**PASSAGE**
Let's reinitialize the approximate distribution $p$ and minimize $D_\mathrm{KL} [q || p]$ this time.

In [None]:
p_2 = tfd.MultivariateNormalDiag(
    loc=tf.Variable(tf.random.normal(shape=(2,))),
    scale_diag=tf.Variable(tfb.Exp()(tf.random.uniform(shape=(2,))))
)

In [None]:
learning_rate = 1e-2

optimizer_2 = tf.keras.optimizers.Adam(learning_rate=learning_rate)

history_2 = {
    'loss': []
}

epoch_counter_2 = 0

In [None]:
epochs = 500

for i in range(epochs):
    epoch_counter_2 += 1

    # Here p and q are swapped w.r.t. before.
    loss, grad = loss_and_grads([q, p_2], trainable_distr=1)

    optimizer_2.apply_gradients(zip(grad, p_2.trainable_variables))

    history_2['loss'].append(loss.numpy())

    if (epoch_counter_2 < 10) or (epoch_counter_2 % 100 == 0):
        print(f'Epoch: {epoch_counter_2} | Loss: {loss}')

plot_history(history_2)

In [None]:
x_min_p_2, x_max_p_2 = (
    (p_2.parameters['loc'][0] - 3. * p_2.parameters['scale_diag'][0]).numpy(),
    (p_2.parameters['loc'][0] + 3. * p_2.parameters['scale_diag'][0]).numpy()
)

y_min_p_2, y_max_p_2 = (
    (p_2.parameters['loc'][1] - 3. * p_2.parameters['scale_diag'][1]).numpy(),
    (p_2.parameters['loc'][1] + 3. * p_2.parameters['scale_diag'][1]).numpy()

**ENTRIES SHOWN**
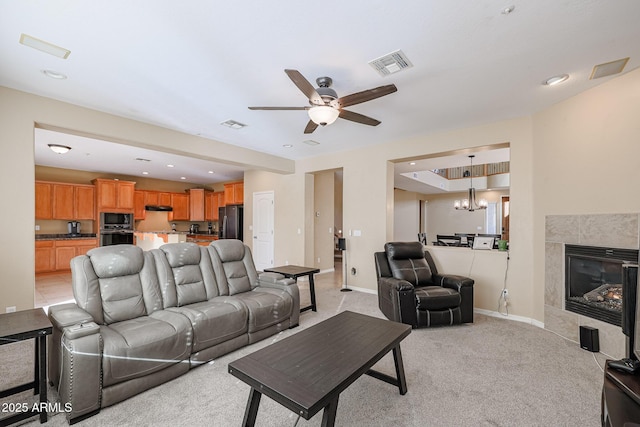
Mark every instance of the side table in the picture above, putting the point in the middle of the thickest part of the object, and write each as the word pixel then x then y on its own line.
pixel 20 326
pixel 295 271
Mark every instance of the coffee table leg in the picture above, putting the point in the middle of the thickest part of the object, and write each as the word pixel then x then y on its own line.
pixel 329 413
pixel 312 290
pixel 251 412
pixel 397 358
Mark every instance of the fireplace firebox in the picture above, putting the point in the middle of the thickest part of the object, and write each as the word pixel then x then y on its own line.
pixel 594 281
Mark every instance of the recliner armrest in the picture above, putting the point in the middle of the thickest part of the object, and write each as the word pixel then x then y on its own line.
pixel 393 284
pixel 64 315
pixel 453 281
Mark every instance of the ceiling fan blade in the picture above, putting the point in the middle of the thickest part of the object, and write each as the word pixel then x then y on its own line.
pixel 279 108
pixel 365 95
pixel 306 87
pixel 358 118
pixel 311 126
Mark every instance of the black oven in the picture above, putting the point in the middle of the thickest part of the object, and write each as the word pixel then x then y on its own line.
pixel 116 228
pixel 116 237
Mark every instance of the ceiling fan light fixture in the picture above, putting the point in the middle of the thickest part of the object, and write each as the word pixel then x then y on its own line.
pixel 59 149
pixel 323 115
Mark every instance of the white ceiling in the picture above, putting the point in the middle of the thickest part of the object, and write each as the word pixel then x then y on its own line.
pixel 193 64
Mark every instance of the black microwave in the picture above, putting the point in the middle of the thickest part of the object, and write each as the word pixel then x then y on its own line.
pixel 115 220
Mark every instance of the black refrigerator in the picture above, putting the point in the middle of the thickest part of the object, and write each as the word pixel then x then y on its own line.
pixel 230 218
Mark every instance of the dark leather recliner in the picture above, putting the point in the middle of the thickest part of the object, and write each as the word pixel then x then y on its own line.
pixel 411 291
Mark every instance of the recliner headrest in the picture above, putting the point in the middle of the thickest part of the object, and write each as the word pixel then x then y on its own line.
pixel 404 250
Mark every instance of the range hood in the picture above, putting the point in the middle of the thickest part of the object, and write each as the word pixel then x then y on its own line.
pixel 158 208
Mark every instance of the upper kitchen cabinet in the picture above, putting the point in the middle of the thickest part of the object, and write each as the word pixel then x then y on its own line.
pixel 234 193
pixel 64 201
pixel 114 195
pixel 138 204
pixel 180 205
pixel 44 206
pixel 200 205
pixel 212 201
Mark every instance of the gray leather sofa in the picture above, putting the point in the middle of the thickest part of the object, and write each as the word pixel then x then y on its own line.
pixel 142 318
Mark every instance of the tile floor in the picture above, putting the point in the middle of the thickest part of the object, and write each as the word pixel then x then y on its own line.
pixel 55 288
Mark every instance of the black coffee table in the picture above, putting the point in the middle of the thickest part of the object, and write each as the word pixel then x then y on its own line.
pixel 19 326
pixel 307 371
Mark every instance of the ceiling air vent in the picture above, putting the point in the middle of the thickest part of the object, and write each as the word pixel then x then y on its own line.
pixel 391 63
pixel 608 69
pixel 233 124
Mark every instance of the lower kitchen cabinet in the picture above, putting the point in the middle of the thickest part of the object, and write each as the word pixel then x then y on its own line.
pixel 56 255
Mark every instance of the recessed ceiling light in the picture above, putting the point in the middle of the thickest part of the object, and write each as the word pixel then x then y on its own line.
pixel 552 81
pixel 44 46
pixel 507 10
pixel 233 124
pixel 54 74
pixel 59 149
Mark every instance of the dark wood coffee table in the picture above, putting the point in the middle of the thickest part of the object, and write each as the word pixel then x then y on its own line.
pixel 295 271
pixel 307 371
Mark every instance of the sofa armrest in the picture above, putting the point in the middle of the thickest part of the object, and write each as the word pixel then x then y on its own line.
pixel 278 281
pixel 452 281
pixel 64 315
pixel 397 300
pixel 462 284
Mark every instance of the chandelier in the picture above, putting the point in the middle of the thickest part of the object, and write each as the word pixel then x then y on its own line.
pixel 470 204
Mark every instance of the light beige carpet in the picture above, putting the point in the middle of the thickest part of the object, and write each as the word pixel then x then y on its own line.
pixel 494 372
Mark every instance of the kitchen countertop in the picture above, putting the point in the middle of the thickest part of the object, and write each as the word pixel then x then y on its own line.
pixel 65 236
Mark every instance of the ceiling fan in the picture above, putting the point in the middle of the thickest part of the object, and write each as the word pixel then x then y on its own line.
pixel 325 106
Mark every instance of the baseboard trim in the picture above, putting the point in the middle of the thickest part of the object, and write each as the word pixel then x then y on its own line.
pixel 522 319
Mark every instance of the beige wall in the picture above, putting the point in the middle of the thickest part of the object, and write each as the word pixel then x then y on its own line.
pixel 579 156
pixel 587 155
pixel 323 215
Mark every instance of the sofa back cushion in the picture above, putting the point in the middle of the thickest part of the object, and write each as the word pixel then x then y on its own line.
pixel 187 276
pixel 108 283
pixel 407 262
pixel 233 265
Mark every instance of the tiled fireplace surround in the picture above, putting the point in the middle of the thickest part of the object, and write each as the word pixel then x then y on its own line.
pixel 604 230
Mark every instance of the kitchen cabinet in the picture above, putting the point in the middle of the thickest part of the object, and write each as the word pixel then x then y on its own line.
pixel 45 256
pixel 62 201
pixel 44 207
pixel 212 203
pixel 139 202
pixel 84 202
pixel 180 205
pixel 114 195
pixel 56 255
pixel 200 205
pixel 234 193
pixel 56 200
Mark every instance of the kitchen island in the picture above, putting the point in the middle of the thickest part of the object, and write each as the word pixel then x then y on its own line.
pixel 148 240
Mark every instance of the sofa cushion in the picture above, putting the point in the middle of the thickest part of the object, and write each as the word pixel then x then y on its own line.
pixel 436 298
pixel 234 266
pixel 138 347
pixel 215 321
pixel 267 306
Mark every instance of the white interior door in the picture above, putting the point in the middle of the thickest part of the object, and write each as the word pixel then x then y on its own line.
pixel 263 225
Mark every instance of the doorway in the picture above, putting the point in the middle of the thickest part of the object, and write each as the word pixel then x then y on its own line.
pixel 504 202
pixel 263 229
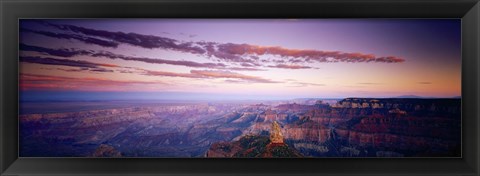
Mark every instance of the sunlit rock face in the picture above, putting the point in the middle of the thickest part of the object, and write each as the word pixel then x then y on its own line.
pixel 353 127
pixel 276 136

**WHAT THE TASK ASKS**
Repeat the passage word for word, starting at "# Here p and" and continuing up to and including "optimizer_2.apply_gradients(zip(grad, p_2.trainable_variables))". The listing has no connection to the passage.

**EXERCISE OUTPUT**
# Here p and q are swapped w.r.t. before.
    loss, grad = loss_and_grads([q, p_2], trainable_distr=1)

    optimizer_2.apply_gradients(zip(grad, p_2.trainable_variables))